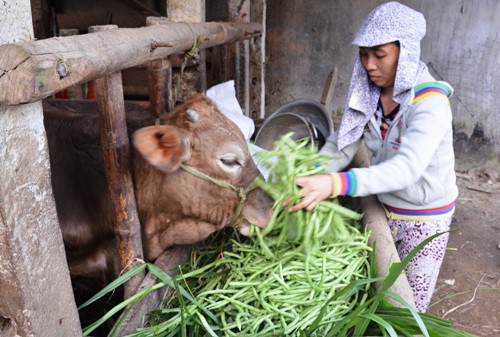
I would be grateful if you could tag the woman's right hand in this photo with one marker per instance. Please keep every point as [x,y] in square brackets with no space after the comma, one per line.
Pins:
[314,190]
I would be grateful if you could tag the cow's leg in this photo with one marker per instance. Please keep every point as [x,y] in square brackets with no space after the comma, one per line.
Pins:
[186,231]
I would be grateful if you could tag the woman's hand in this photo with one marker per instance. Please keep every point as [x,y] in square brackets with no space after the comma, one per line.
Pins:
[314,190]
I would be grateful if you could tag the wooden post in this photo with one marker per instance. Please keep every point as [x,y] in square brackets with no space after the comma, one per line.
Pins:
[191,11]
[239,11]
[36,297]
[116,156]
[160,78]
[76,91]
[250,57]
[257,62]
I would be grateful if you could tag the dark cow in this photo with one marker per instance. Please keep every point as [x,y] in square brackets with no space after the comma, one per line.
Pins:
[175,206]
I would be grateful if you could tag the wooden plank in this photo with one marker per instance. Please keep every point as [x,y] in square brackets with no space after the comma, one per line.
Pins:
[116,157]
[168,262]
[30,71]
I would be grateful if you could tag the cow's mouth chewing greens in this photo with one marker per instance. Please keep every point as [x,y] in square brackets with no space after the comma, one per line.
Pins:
[276,281]
[306,274]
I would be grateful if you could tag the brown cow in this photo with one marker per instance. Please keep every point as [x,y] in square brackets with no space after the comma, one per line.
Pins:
[175,206]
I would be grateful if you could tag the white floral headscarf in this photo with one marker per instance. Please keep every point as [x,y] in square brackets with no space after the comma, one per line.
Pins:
[387,23]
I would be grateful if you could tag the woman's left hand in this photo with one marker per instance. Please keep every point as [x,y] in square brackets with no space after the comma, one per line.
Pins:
[314,190]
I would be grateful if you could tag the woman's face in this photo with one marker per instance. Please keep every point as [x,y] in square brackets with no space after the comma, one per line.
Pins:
[381,63]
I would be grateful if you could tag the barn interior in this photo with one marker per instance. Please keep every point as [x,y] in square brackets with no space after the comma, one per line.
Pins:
[301,51]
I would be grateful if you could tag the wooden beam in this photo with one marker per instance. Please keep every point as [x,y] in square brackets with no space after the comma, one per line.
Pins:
[257,61]
[30,71]
[116,156]
[190,11]
[160,86]
[160,78]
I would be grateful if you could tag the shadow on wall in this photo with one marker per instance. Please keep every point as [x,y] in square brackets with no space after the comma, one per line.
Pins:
[475,151]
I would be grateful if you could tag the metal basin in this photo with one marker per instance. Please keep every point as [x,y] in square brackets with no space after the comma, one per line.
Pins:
[305,118]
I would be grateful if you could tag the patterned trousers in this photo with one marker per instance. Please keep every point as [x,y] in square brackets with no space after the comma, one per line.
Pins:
[423,270]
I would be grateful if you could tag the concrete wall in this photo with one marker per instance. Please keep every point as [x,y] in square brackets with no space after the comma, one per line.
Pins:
[36,297]
[305,39]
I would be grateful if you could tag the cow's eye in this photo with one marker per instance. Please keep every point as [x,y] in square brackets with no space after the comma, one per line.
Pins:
[230,162]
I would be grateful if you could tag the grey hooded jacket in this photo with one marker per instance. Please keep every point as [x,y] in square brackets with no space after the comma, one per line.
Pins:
[413,167]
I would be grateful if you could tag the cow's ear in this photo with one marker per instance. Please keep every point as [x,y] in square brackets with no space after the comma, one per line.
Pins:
[163,146]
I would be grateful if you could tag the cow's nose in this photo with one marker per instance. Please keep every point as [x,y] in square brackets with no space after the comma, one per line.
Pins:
[258,208]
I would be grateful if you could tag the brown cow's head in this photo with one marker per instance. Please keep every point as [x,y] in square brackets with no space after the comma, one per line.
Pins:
[177,207]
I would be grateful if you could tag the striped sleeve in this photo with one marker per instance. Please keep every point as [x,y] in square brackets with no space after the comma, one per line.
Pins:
[343,183]
[429,89]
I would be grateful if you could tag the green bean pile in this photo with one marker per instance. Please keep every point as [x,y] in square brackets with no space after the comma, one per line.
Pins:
[276,281]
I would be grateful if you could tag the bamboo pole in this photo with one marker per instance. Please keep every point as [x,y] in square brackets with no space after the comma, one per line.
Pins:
[31,71]
[116,156]
[138,314]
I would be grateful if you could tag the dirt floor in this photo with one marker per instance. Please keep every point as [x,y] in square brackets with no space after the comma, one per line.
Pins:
[467,292]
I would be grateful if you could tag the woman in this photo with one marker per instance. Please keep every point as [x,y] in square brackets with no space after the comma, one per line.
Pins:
[403,115]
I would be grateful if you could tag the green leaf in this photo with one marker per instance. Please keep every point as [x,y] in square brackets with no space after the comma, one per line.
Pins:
[158,272]
[397,268]
[415,314]
[115,284]
[380,321]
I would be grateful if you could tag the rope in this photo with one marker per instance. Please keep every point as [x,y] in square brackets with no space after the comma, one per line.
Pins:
[242,192]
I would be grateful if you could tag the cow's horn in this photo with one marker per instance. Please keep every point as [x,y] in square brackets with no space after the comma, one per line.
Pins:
[193,115]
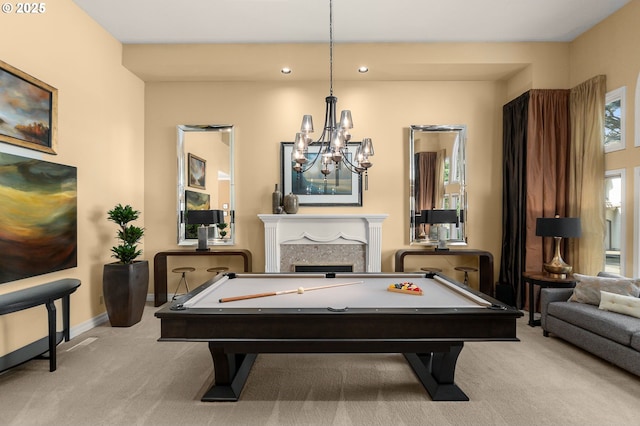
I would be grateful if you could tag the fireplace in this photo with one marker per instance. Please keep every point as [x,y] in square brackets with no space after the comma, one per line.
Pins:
[323,240]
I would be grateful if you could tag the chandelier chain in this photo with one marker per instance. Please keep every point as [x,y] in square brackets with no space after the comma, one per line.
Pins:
[331,47]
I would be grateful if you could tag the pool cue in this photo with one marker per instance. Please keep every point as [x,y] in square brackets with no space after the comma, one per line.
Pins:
[277,293]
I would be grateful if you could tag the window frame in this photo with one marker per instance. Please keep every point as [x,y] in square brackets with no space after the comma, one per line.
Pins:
[623,228]
[612,96]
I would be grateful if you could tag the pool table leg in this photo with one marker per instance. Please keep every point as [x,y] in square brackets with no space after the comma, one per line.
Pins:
[230,371]
[436,371]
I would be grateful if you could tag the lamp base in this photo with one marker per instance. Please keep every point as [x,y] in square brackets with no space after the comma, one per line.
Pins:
[203,236]
[558,268]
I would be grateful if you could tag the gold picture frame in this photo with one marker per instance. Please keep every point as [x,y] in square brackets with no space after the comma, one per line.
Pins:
[28,111]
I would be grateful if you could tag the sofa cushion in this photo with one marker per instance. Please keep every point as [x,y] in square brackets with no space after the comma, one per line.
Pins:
[611,325]
[626,305]
[587,289]
[635,341]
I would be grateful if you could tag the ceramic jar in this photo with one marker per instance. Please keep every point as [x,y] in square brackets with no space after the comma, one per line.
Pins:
[276,201]
[291,203]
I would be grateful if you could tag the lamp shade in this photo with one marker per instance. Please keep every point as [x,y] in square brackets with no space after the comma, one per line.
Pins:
[204,217]
[439,216]
[565,227]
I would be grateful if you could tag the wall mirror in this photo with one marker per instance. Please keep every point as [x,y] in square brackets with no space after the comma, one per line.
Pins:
[205,180]
[437,185]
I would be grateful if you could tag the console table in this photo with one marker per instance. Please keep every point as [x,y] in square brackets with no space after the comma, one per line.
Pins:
[45,294]
[543,280]
[485,263]
[160,267]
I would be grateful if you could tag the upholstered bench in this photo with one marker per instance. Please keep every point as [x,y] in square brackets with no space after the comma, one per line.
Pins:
[45,294]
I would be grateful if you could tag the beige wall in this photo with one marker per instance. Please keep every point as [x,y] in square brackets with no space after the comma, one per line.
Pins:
[269,111]
[611,48]
[100,131]
[121,134]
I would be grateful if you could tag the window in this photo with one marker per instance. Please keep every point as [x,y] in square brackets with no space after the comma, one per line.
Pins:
[614,122]
[614,218]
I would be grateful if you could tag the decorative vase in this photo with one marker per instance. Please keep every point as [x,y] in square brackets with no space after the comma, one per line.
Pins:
[291,203]
[276,201]
[125,289]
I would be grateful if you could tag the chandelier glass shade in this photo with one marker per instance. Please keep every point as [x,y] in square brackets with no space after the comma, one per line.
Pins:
[333,153]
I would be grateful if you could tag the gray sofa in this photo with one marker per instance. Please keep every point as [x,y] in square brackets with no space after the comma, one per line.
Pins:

============================================================

> **Objective**
Give back, word for word, every line of the records from the one with "I would be grateful if you could tag the window in" through the last line of the records, both ends included.

> **Expected answer**
I would be grateful if you could tag the window in this photo with one marker per instance. Please keep every point as [x,y] in square brackets with no space after the comma, one per line.
Pins:
[614,122]
[614,218]
I would be grateful if you could tag the decorative vase in this photo with one marker per instance. Please keep every point as [x,y] in square brackets with no space after the comma, one per line.
Pins:
[291,203]
[276,201]
[125,289]
I would be grateful if you could tag the chandelier glass shade in this photo with one marker per instance. Please keep every point as [x,y] in square brackets with no space after the comma, one per line.
Pins:
[333,153]
I would be grateful if you could tag the gray sofa in this photo with one marker per instance. Please keep every point as [x,y] in square brackets with no space after the comma, one per line.
Pins:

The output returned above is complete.